#### TRECHO SELECIONADO
Como combater a distorção idade-série entre o público da Educação Especial?

Para Martinha Dutra, a resposta passa pelo fortalecimento da crença de que toda pessoa aprende e pela compreensão de que as barreiras não estão nos alunos com deficiência

Na imagem, Martinha Dutra aparece em destaque. Ela é uma mulher parda, com cabelos castanhos e ondulados na altura da nuca. Veste uma blusa rosa e uma jaqueta preta. Usa brincos e um colar. Ao fundo, há uma estante com diferentes objetos de decoração.
“O abandono, a evasão e a reprovação crescem na medida em que o estudante avança em seu percurso escolar, porque o pertencimento a esse espaço não é construído de modo a valorizar e respeitar a diversidade humana”, comenta Martinha Dutra. Crédito: Acervo pessoal/Martinha Dutra

Apesar de ser um princípio básico da educação inclusiva, a crença de que todas as pessoas aprendem não é uma realidade para todos os educadores e profissionais da educação. Nem mesmo para grande parte da sociedade. Essa barreira atitudinal é um dos fatores que explicam as altas taxas de distorção idade-série entre os estudantes público-alvo da Educação Especial, segundo Martinha Dutra, doutora em educação e membro da Rede Ibero-americana para o Desenvolvimento de Sistemas Educacionais Inclusivos e do Conselho de Desenvolvimento Econômico Social Sustentável da Presidência da República.  

A constatação de que esse grupo é um dos mais prejudicados está demonstrada nos dados do Censo Escolar de 2024, divulgados recentemente pelo Instituto Nacional de Estudos e Pesquisas Educacionais Anísio Teixeira (Inep). Enquanto a taxa foi de 15% para todas as matrículas do 6º ano do Ensino Fundamental, o percentual mais que dobrou entre estudantes público-alvo da Educação Especial, chegando a 32%. O número ficou atrás apenas da Educação Indígena, com 37,6%.
########
> _QUESTÕES DE ESTUDO_
**A)** Segundo o texto sobre a distorção idade-série, por que o abandono, a evasão e a reprovação aumentam conforme o estudante avança no percurso escolar? Responda em uma a três frases.
**B)** Escreva a continuação do texto sobre a distorção idade-série, começando logo após a última frase apresentada.
#### MATERIAL DE ESTUDO
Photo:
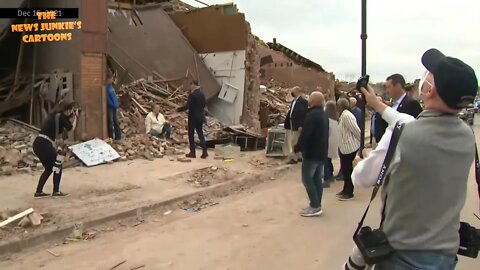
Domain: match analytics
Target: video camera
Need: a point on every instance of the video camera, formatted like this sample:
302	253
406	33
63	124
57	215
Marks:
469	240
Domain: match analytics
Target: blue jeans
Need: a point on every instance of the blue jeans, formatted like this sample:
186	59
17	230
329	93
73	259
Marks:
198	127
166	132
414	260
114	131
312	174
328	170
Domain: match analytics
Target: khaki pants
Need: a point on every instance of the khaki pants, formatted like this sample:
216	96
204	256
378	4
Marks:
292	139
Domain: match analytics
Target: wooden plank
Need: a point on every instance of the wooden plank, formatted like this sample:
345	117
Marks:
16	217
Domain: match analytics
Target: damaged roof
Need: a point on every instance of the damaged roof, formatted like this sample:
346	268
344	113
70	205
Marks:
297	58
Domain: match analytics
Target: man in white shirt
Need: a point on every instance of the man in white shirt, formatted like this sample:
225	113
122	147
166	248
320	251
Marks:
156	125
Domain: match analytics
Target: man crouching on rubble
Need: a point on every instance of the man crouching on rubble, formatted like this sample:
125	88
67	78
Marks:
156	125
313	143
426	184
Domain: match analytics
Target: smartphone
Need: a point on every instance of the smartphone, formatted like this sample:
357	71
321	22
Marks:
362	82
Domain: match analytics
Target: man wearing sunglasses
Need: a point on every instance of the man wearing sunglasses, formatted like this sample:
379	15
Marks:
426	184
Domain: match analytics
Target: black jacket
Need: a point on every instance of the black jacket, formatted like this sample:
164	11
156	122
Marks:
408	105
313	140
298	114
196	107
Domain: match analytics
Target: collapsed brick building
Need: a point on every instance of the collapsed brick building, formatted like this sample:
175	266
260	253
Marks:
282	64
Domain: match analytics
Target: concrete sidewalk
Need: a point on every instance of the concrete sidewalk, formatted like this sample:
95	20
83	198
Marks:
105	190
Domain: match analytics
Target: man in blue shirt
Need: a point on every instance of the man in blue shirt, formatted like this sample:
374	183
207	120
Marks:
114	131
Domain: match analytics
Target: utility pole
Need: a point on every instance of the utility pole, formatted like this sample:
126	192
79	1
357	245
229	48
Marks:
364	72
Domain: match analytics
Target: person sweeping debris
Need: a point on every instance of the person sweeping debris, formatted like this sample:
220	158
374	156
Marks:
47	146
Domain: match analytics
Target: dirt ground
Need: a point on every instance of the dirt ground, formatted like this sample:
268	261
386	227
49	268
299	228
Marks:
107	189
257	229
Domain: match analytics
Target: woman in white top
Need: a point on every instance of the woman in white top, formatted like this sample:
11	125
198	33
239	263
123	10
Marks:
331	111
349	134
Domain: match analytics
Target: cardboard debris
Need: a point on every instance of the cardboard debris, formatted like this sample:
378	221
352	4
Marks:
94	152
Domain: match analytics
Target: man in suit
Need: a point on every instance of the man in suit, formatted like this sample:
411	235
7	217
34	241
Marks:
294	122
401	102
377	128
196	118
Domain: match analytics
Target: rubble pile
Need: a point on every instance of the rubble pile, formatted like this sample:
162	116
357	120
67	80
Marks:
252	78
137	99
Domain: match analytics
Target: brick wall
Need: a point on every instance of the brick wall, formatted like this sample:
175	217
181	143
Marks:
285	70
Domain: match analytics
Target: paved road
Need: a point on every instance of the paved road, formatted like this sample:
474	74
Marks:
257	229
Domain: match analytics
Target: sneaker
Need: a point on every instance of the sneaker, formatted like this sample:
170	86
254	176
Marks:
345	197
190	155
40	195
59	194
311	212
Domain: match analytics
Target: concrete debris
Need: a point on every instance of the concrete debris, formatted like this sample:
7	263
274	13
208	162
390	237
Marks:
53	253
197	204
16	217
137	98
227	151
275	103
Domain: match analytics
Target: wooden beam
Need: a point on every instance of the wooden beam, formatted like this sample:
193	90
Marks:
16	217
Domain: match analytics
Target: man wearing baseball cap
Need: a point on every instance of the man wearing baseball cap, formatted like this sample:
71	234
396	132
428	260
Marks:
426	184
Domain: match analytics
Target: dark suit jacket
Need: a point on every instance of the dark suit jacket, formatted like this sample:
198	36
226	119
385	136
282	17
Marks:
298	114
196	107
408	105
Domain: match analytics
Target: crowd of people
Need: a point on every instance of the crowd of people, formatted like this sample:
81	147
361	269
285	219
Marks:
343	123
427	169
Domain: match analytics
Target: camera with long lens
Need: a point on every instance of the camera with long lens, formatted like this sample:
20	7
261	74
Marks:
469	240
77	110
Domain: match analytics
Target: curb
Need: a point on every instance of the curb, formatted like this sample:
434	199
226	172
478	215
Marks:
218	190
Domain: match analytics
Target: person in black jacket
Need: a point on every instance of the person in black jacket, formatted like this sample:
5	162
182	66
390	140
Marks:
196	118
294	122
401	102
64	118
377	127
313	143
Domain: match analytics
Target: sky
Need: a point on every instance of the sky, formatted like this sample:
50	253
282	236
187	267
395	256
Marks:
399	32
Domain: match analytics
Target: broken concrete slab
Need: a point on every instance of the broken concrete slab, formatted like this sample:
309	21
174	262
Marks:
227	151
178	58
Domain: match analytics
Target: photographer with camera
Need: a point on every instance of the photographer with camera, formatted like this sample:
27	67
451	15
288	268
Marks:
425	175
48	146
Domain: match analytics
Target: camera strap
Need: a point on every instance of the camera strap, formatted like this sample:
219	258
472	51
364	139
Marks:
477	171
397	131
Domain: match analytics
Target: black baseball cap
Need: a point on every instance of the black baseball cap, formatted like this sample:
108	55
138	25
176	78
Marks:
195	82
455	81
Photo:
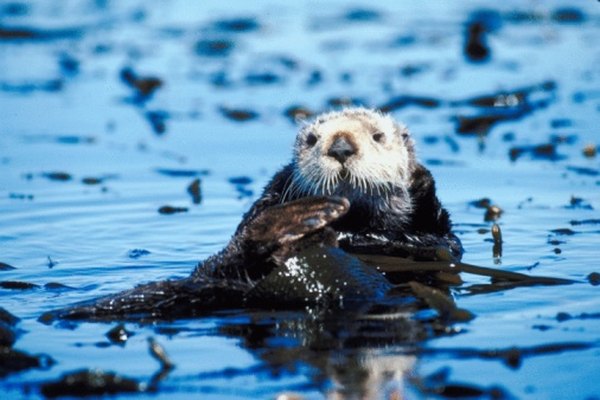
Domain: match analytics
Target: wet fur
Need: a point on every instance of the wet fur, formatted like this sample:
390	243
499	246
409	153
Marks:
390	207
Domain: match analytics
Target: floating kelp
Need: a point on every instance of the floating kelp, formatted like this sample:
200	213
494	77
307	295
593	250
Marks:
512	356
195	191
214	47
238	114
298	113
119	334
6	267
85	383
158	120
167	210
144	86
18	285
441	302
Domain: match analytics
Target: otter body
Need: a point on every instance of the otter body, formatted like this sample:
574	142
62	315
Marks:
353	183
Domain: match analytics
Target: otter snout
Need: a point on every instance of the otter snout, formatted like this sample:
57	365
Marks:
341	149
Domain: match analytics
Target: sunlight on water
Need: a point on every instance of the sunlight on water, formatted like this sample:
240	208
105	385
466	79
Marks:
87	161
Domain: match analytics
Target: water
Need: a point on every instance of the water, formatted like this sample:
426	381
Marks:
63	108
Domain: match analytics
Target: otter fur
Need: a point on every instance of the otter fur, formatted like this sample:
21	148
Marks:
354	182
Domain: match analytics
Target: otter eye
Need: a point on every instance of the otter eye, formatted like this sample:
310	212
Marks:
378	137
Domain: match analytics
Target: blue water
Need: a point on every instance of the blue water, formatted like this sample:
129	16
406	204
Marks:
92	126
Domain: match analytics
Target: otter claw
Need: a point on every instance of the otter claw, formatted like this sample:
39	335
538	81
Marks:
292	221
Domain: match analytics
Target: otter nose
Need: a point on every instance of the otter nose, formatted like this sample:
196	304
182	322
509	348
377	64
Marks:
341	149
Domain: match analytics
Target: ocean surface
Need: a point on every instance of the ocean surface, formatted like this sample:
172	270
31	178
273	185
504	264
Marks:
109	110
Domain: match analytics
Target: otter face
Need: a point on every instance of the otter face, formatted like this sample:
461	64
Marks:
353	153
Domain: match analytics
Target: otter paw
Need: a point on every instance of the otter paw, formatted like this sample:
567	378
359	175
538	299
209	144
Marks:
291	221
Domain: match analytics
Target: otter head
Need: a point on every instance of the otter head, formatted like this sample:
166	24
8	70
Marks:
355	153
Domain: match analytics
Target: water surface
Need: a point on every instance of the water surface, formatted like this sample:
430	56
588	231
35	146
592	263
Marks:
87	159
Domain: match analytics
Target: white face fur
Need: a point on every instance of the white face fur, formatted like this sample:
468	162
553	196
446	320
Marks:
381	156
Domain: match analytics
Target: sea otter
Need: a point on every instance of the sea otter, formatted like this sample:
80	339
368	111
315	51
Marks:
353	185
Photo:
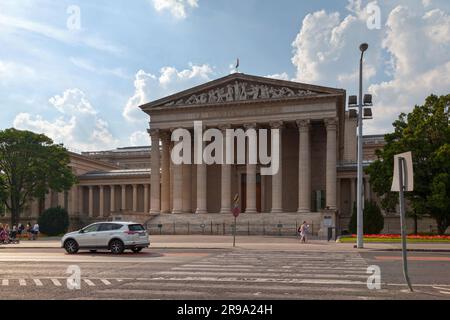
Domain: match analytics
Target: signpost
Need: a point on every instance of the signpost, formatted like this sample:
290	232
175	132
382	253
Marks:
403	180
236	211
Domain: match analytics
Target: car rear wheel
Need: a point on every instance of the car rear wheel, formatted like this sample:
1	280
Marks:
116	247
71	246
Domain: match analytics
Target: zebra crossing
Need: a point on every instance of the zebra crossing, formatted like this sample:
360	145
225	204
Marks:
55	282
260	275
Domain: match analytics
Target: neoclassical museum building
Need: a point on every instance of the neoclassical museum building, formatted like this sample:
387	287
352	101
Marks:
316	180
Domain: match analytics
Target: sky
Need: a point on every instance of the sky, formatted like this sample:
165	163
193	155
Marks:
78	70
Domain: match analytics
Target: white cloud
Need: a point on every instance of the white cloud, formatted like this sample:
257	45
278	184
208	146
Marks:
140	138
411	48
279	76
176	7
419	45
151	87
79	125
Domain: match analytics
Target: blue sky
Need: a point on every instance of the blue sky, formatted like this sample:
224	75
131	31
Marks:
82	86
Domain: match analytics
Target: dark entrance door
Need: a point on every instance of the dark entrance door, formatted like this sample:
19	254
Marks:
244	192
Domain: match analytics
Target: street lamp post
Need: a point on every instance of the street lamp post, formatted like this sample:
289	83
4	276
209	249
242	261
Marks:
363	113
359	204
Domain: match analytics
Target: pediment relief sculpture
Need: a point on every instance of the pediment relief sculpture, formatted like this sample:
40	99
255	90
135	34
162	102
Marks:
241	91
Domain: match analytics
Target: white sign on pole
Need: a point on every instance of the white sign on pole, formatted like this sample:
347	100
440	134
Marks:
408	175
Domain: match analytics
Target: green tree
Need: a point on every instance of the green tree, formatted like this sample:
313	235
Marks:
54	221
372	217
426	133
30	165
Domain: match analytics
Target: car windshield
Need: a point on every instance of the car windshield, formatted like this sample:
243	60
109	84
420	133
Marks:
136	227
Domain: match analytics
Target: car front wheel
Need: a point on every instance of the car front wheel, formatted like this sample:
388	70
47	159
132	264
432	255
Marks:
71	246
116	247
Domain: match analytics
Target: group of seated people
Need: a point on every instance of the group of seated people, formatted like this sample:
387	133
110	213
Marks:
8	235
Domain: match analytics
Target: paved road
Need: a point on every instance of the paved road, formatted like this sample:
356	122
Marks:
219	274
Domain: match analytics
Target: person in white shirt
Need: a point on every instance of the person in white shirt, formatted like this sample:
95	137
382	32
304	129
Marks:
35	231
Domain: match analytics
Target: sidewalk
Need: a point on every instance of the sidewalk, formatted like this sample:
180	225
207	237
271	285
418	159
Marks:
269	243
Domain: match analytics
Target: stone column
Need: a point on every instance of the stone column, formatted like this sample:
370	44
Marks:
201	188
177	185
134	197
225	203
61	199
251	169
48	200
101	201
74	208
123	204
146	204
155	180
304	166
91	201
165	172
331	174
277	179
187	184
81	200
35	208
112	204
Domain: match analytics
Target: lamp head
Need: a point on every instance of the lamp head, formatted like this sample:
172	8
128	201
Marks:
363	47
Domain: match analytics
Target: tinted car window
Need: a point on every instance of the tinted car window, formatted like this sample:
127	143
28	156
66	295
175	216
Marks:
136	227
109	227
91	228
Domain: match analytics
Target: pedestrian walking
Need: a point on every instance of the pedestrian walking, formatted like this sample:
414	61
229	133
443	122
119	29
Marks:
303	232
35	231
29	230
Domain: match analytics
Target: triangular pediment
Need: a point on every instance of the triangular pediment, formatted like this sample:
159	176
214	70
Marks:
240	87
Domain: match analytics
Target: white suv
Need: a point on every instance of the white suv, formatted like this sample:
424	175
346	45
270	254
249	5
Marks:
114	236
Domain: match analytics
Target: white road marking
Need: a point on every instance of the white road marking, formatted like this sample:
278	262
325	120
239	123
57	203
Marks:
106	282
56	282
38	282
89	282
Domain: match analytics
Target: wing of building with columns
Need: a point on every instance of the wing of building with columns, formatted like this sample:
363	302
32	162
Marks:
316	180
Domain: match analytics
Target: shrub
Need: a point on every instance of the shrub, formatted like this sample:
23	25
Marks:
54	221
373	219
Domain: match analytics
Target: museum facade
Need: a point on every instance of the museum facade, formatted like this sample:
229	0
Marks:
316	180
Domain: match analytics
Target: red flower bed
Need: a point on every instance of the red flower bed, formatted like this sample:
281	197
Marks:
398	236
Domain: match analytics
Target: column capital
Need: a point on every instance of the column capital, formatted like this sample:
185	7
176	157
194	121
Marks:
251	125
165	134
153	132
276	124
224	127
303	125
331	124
########
> _RESPOSTAS ESCRITAS_
**A)** Segundo Martinha Dutra, isso acontece porque o pertencimento ao espaço escolar não é construído de modo a valorizar e respeitar a diversidade humana.

**B)**
Imagem de gráfico sobre Distorção idade-série no 6º ano do Ensino Fundamental em 2024. O gráfico é de barras na horizontal, com porcentagem da distorção em diferentes grupos. Entre estudantes brancos a distorção foi de 8,9%; pretos-pardos 18,40%; cor/raça não declarada 16%; feminino 11,6%; masculino 18%; zona urbana 13,7%; zona rural 25,1%; Quilombola 27,8%; Educação Especial 32%; Educação Indígena 37,6%. O total entre todos os estudantes foi de 15%. Os dados são do Inep/Censo Escolar. Fim da descrição.

A taxa de distorção idade-série é um indicador que expressa o percentual de estudantes com dois anos ou mais de atraso escolar e que, portanto, têm idade superior à recomendada para a série na qual estão matriculados. Quanto maior ela for, mais irregular é o processo de escolarização, decorrente, sobretudo, dos efeitos da reprovação e do abandono. Como indica o Painel de Indicadores da Educação Especial do Instituto Rodrigo Mendes, esse é um problema que se agrava à medida que os alunos avançam nas etapas de ensino da Educação Básica. Em 2022, por exemplo, a distorção idade-série entre os estudantes público-alvo da Educação Especial chegou a 45,3% no Ensino Médio.  

A análise desse cenário coloca em debate um dos grandes desafios a serem enfrentados pelo país: o de que não basta estar na escola, é preciso assegurar outros pilares da educação inclusiva, como a aprendizagem, a permanência e a conclusão.  

Foi para discutir os motivos que levam a essa complexa realidade e entender como a distorção idade-série impacta a trajetória escolar dos estudantes que a equipe do DIVERSA conversou com Martinha Dutra. Ela também foi diretora de Políticas de Educação Especial da Secretaria de Educação Continuada, Alfabetização, Diversidade e Inclusão (Secadi) do Ministério da Educação (MEC) entre os anos de 2009 e 2016. 

A especialista faz uma análise sobre o cenário atual e reforça a urgência de superarmos a crença de que a pessoa com deficiência não aprende. Este é o terceiro conteúdo da série que publicaremos ao longo do ano sobre as informações que compõem o Painel de Indicadores da Educação Especial. Confira a seguir a entrevista.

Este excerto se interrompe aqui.